__Passage shown__
"""

Sarah Davies (46) was set to celebrate her 40th birthday when her life took an unexpected turn that would change her life forever. The wife and mother-of-one from Coventry began to feel some pain in the left side of her gum, just below one of her back teeth. She thought it was just a mouth ulcer, but something was odd about it. “At first, I didn’t think much of it and carried on with my everyday life,” Sarah says. “It didn’t feel like a normal mouth ulcer though, sometimes it would send a feeling like an electric shock through the left side of my face.”
One month later, when the pain and inflammation did not go away, Sarah booked an appointment with her dentist. The dentist treated the tooth above the inflammation with a filling. When the problem continued, Sarah visited another dentist who suspected it was sinusitis. It would be another nine months, after several dental visits and a last-ditch trip to A&E, that Sarah was finally given the diagnosis of mouth cancer.
Sarah says: “The doctor told me that they had results from my biopsy back and they had found malignant cells. From what they could tell, the tumour was 20mm long and was squished up against the gum.” Despite several knock-backs, Sarah’s persistence meant that she was able to catch her cancer in the early stages. This gave Sarah the very best chance of beating the disease.
Sarah received both radiotherapy and chemotherapy and was given the all clear five years ago. Despite surviving mouth cancer, Sarah continues to live with the after effects that impact her life to this day. She adds: “Following my treatment, I developed trismus, also called lockjaw, which has impacted my life dramatically. I am only able to open my jaw a matter of millimetres so eating with a knife and fork is tricky and it takes me a long time to eat my meals. “When going out with friends and family I usually order kids meals so that people aren’t waiting around for too long and if I want a drink, I have to do it through a straw.”

"""

Pick up the account of Sarah Davies's mouth cancer after its last sentence and continue it. The records after this point are separate material and have no connection to the account of Sarah Davies and her mouth cancer.

__Source information__
"""

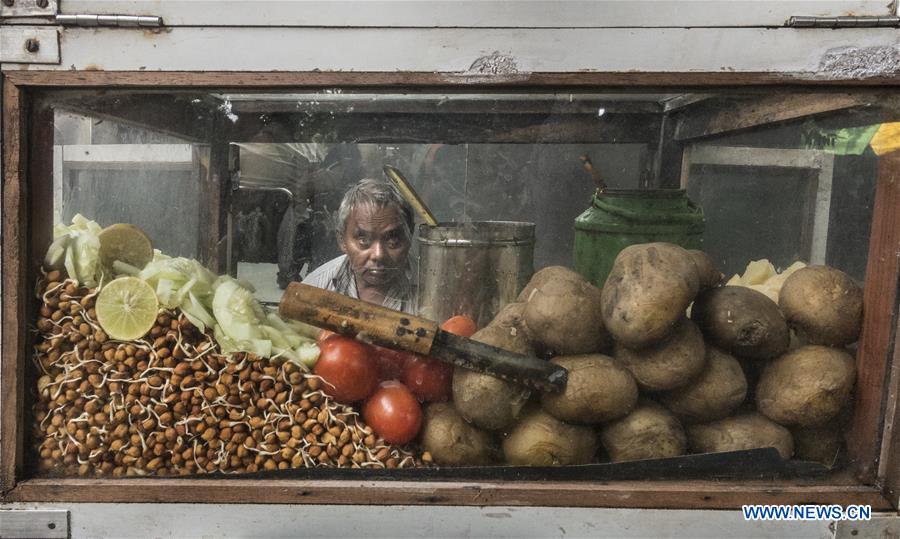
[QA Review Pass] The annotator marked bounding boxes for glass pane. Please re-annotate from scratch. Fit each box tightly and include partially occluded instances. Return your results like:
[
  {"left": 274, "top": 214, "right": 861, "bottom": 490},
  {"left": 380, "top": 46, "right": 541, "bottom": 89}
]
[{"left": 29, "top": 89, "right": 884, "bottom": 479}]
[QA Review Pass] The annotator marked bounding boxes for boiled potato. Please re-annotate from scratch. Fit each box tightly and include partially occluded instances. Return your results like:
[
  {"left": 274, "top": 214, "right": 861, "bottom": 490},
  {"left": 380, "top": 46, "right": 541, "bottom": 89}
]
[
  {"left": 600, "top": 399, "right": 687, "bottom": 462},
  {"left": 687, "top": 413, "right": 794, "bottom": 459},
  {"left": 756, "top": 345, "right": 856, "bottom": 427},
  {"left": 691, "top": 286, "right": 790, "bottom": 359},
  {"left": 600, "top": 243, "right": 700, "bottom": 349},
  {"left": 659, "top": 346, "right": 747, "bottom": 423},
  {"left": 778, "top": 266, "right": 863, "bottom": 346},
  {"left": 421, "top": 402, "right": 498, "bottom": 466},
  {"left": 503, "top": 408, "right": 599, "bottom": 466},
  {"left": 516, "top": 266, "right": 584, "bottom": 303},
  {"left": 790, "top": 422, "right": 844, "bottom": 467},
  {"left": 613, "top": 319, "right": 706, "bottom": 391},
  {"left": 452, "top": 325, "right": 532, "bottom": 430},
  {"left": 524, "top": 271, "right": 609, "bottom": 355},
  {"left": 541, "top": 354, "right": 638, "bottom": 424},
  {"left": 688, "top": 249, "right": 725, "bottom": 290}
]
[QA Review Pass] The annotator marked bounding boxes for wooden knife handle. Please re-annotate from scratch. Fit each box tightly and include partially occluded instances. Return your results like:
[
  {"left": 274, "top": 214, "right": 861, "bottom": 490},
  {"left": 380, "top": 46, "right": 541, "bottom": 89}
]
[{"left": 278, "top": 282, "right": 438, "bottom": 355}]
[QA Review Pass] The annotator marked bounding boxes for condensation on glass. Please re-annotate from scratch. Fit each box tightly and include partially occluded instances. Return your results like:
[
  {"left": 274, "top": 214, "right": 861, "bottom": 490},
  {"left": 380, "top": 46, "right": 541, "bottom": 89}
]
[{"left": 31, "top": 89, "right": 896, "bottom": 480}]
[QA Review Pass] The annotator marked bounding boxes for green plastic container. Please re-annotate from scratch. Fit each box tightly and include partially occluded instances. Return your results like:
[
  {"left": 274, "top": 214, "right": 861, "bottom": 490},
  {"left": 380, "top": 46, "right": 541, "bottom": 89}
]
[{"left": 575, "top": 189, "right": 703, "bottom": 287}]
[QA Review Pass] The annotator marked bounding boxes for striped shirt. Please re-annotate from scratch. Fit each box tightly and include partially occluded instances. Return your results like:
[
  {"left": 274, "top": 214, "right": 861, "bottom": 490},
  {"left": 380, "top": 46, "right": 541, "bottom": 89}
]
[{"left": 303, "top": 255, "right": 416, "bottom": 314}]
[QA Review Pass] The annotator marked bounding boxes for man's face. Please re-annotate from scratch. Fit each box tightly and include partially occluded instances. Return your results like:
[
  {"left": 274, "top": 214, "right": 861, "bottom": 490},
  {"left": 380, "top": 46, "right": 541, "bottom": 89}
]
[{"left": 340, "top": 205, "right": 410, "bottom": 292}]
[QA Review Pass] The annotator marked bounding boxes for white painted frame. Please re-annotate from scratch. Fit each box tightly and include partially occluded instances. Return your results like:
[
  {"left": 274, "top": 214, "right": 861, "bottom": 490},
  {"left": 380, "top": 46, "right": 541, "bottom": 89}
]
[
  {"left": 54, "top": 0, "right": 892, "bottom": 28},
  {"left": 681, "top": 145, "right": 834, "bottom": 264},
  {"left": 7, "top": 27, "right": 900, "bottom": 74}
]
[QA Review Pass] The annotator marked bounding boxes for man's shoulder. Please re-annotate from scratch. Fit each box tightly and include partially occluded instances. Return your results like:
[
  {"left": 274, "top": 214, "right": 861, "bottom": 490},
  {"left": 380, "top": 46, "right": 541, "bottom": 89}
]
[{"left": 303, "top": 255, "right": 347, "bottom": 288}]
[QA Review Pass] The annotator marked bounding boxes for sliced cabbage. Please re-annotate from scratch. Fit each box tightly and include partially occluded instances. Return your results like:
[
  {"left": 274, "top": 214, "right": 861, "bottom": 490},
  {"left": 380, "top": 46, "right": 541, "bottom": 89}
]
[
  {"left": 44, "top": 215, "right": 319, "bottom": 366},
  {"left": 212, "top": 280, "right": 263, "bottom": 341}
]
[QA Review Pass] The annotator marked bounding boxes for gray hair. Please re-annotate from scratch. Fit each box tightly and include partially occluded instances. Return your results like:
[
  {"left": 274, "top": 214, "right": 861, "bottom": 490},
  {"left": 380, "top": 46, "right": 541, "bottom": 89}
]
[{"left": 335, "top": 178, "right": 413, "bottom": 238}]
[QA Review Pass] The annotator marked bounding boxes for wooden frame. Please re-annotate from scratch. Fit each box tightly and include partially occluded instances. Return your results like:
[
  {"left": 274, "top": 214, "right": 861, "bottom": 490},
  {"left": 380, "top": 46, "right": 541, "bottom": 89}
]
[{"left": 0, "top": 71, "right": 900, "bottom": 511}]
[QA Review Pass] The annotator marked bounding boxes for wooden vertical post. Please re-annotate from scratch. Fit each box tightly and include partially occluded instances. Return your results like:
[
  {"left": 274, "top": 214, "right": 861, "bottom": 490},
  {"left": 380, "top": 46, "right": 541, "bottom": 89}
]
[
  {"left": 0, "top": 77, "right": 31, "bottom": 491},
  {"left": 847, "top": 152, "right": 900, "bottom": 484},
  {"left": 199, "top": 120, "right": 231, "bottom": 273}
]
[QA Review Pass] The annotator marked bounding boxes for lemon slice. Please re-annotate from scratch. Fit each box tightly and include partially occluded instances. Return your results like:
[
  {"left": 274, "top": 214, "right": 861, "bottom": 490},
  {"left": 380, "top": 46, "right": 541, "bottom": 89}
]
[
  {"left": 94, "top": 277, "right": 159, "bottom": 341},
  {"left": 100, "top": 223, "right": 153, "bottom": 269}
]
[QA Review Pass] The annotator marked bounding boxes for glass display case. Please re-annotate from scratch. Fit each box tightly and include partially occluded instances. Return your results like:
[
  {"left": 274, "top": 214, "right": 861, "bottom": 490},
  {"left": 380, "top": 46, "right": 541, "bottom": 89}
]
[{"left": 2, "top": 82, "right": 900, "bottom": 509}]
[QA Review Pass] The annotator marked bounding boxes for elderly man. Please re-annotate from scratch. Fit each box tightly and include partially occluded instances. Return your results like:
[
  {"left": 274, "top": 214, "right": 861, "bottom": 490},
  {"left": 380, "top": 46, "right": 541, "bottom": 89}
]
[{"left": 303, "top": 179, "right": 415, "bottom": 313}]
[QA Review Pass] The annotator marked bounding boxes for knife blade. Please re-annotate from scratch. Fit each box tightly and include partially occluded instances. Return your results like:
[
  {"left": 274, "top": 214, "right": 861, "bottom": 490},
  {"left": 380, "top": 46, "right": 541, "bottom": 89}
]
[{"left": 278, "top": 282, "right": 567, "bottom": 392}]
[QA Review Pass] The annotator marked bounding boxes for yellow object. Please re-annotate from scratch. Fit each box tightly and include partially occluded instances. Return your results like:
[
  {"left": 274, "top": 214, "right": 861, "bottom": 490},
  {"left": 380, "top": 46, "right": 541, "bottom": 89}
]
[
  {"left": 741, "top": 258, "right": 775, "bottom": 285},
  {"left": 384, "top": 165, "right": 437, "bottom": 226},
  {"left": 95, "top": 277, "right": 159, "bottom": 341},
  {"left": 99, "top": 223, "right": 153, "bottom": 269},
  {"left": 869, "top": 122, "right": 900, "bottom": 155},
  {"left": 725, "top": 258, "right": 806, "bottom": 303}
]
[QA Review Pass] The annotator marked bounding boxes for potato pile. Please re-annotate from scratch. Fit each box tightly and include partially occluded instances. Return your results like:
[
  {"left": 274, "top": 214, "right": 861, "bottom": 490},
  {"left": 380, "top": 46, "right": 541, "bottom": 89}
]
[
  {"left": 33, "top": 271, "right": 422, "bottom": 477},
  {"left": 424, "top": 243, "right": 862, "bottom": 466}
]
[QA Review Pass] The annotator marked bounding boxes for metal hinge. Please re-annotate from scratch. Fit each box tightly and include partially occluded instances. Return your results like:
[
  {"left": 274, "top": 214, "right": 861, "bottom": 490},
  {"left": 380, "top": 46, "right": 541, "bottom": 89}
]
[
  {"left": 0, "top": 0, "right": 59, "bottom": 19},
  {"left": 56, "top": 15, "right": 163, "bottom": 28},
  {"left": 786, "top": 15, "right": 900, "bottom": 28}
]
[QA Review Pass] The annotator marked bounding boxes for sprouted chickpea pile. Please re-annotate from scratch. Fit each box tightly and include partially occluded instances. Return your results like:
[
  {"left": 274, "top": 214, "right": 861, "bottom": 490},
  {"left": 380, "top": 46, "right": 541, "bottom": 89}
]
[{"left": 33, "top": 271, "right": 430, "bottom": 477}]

"""

__Result of this task__
As is common with many mouth cancer survivors, Sarah’s taste buds and salivary glands were also affected, taking some of the joy out of eating and making swallowing more difficult. Despite the setbacks Sarah has always kept a positive attitude. She admits to still having her down days when she feels frustrated or depressed but her friends, family as well as support from Macmillan nurses keep her going.
Sarah adds: “Some friends have commented that I’m amazing for having the attitude that I have but I don’t think of myself that way. When you’re dealt something, you’ve got to face it. I’ve got an incredible family and friends who’ve supported me through it all. The way I look at it is that you’ve got two choices; do what has to be done or give up. Giving up isn’t an option.”
Sarah is sharing her journey to raise awareness during November’s Mouth Cancer Action Month. The charity campaign, run by the Oral Health Foundation, hopes to encourage more people to be mouthaware by being able to recognise the early signs and symptoms associated with mouth cancer.